▶ **Enunciado A**:
Responde a partir del relato sobre la matanza:
(i) ¿A qué edad dejó Pepe el pueblo y adónde se fue?
(ii) ¿Qué pregonaba Gaspar en verano?
(iii) ¿Cuánto duraba, como mínimo, el ritual de la matanza?
▶ **Enunciado B**: En el relato sobre la matanza, copia el fragmento que va desde "Remembranzas berzocaniegas : La" hasta "un tiempo ido." y pon "Nuestro colaborador" en lugar de "Fulgencio".
▶ **Enunciado C**: Escribe la continuación del relato sobre la matanza a partir de su última frase.
── Texto
Remembranzas berzocaniegas : La matanza, fiesta y trabajo
Traemos aquí de nuevo este artículo publicado en su día y que, junto a otros que iremos reponiendo poco a poco, nos perdió un fallo del servidor.
Esta página se abre hoy a un colaborador. Fulgencio quiere hacer llegar a los berzocaniegos en particular, y los vecinos de las Villuercas en general, sus remembranzas, sus recuerdos de un tiempo ido.
Esto dice:
“Estando leyendo los artículos de mi hermano Pepe, he visto que no tiene ninguno sobre la matanza, después me he dado cuenta de que él dejo el pueblo a los catorce años para irse a Navalmoral de la Mata, y en contadas veces estuvo en la matanza, y si alguna vez estuvo prefería quedarse en la cama, aunque luego fuera él, con pretexto de estar fuera, al que mi madre le preparara las mejores viandas.
Pero lo que hoy se conoce como una fiesta, hace cincuenta años era una necesidad ya que de ella dependía tener la despensa llena todo el año, de ahí la gran importancia que se la daba, tanto en las casa pobres como en las ricas, solo que éstas tenían hasta cinco o seis cochinos cebados en montaneras de bellotas, mientras aquellas era de uno solo cebado con el llamado berbajo hecho con las sobras y desperdicios de la comida, si es que sobraba algo.
Por los Santos, es decir a primeros de noviembre, ya aparecía en las calles del pueblo la figura de Gaspar, el esportonero, con su chambra por las rodillas, pregonado: ¡Tripa de vaca!, ¡el que no compra no mata!. Todavía hoy parece que percibo el mal olor que dejaban las tripas a su paso. Era éste un personaje que, según las épocas, vendía distinto y según lo que vendía pregonaba. Por ejemplo, en primavera cambiaba garbanzos crudos par los llamados tostones que eran los mismos garbanzos que el tostaba, y que volvían locos a los chavales. En verano pregonaba ¡serones, esportones y agüeras!. Al llegar el invierno con su haz se tripas al hombro, era el preludio de que el tiempo de la matanza estaba cerca.
Las familias empezaban a ponerse de acuerdo para no coincidir en los días y así poder ayudarse uno a otros de forma que cada uno señalaba una fecha.
Pero la matanza no se hacía en un solo día, requería de todo un ritual que duraba, por lo menos, dos semanas.
Una semana antes del día señalado se empezaba por pelar, picar, y cocer las calabazas; después la carne se metía en un saco y se ponía en el balcón o a la puerta de casa con dos piedra, lo bastante grades para lograr que soltara bien el agua, y todos los días había que remover y estrujar, algunos se subían encima para estrújarla mejor.
────
── Datos proporcionados
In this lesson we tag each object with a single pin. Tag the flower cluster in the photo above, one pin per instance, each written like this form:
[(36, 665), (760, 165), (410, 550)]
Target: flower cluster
────
▶ **Respuesta A**:
(i) Pepe dejó el pueblo a los catorce años para irse a Navalmoral de la Mata.
(ii) En verano Gaspar pregonaba «¡serones, esportones y agüeras!».
(iii) El ritual de la matanza duraba, por lo menos, dos semanas.

▶ **Respuesta B**:
Remembranzas berzocaniegas : La matanza, fiesta y trabajo
Traemos aquí de nuevo este artículo publicado en su día y que, junto a otros que iremos reponiendo poco a poco, nos perdió un fallo del servidor.
Esta página se abre hoy a un colaborador. Nuestro colaborador quiere hacer llegar a los berzocaniegos en particular, y los vecinos de las Villuercas en general, sus remembranzas, sus recuerdos de un tiempo ido.

▶ **Respuesta C**:
Mientras tanto, los otros preparativos seguían su curso. Había que pelar gran cantidad de ajos, macharlos con el mortero o, posteriormente, como los tiempos evolucionaban, vino una maquinilla que adelantaba bastante el trabajo.
Y así llegábamos a la víspera del especial día en que había que picar y cocer las berzas y las cebollas, acción ésta de la que siempre se salía llorando, ya que saltaban gotas a los ojos y por mil remedios que inventaban ninguno era eficaz. Tanbien había que ir al Ayuntamiento a declarar los cerdos que se iban a matar y las arrobas que pesaban cada uno y pagar un impuesto o seguro por cabeza y arroba, tarea que se encomendaba a los niños mayores de la casa.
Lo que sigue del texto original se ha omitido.